* [TEXT BLOCK]:
The Power of Linear Combinations: Learning with Random Convolutions

W1: [...] practical impact of this approach [...] Q3: Could you clarify what you see as the main practical impact of this approach? (see above)

Our practical relevance is showing, that not learning the spatial convolutions obtains similar or even better accuracy/robustness in large networks. This comes at the benefit of a significantly reduced parameter count, and thus lower VRAM, faster training etc.

Are such large networks realistic? Generally, we are all aware of the trend for larger models, but even today adversarial robustness SOTA (see https://robustbench.github.io/ under CIFAR-10, $\ell_\infty$) uses WideResNets-70x16 [1] (16 times wider than a normal ResNet)! We assume that we would obtain cheaper and better training with freezing. Sadly we cannot verify this, due to the necessary GPU VRAM to run experiments.

Just to clarify: generally, we do not promote training a frozen LCified network over a non-LC baseline. That would be indeed useless (although in some cases it is an easy trick to improve performance - e.g., see Tab. 4 in the Appendix). The LC-ResNets are just proxies for linear combinations in real architectures.

Additionally, we deliver “food for thought”: i) pointwise convolutions after learnable spatial convolutions can impair performance - does this limit current architectures (e.g., ResNet-50)? ii) currently practiced initializations are not ideal when scaling kernel size (as commonly done) - spatial considerations are one thing to consider; iii) any studies of convolution filters must consider the presence of linear combinations.

Does this clarify our intent? Would the reviewer suggest that we update our conclusion with this text?

W2.1: Second, the theoretical analysis of their approach seems somewhat limited. Although the authors list as one of their contributions the theoretical explanation for the impressive performance of their factorization, I'm not sure where in the paper this happens. Q4: Could you clarify what you list as theoretical analysis for the performance of your approach? (see above)

* [PROBLEM TO WORK ON]:
Answer these questions about the text on random convolutions:
1. What model does the state of the art in adversarial robustness on CIFAR-10 use?
2. What are the LC-ResNets called proxies for?
3. What benefit comes with not learning the spatial convolutions?
The records are separate material and are not connected to the text on random convolutions.

* [PROVIDED INFORMATION]:
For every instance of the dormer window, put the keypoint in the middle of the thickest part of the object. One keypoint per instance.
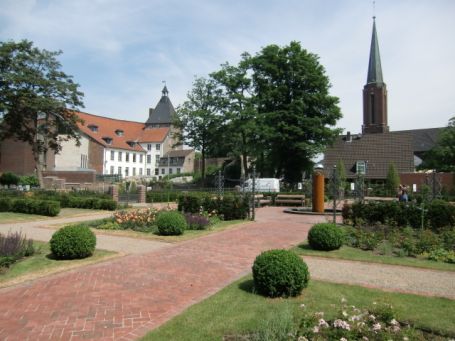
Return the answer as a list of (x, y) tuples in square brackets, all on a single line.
[(107, 139), (93, 127)]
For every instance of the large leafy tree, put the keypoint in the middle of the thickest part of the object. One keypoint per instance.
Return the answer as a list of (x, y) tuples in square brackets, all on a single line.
[(238, 109), (296, 111), (442, 156), (198, 120), (37, 99)]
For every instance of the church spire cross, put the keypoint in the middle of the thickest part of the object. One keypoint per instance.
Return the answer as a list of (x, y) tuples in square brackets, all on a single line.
[(374, 65)]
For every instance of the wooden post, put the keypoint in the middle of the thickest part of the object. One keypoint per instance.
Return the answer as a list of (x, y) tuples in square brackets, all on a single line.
[(318, 191)]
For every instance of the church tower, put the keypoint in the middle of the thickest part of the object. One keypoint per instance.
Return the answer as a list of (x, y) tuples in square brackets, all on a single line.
[(374, 92)]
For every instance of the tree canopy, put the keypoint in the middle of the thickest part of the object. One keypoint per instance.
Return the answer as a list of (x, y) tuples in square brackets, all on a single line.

* [WRITTEN REPLY]:
1. WideResNets-70x16.
2. Linear combinations in real architectures.
3. A significantly reduced parameter count, and thus lower VRAM and faster training.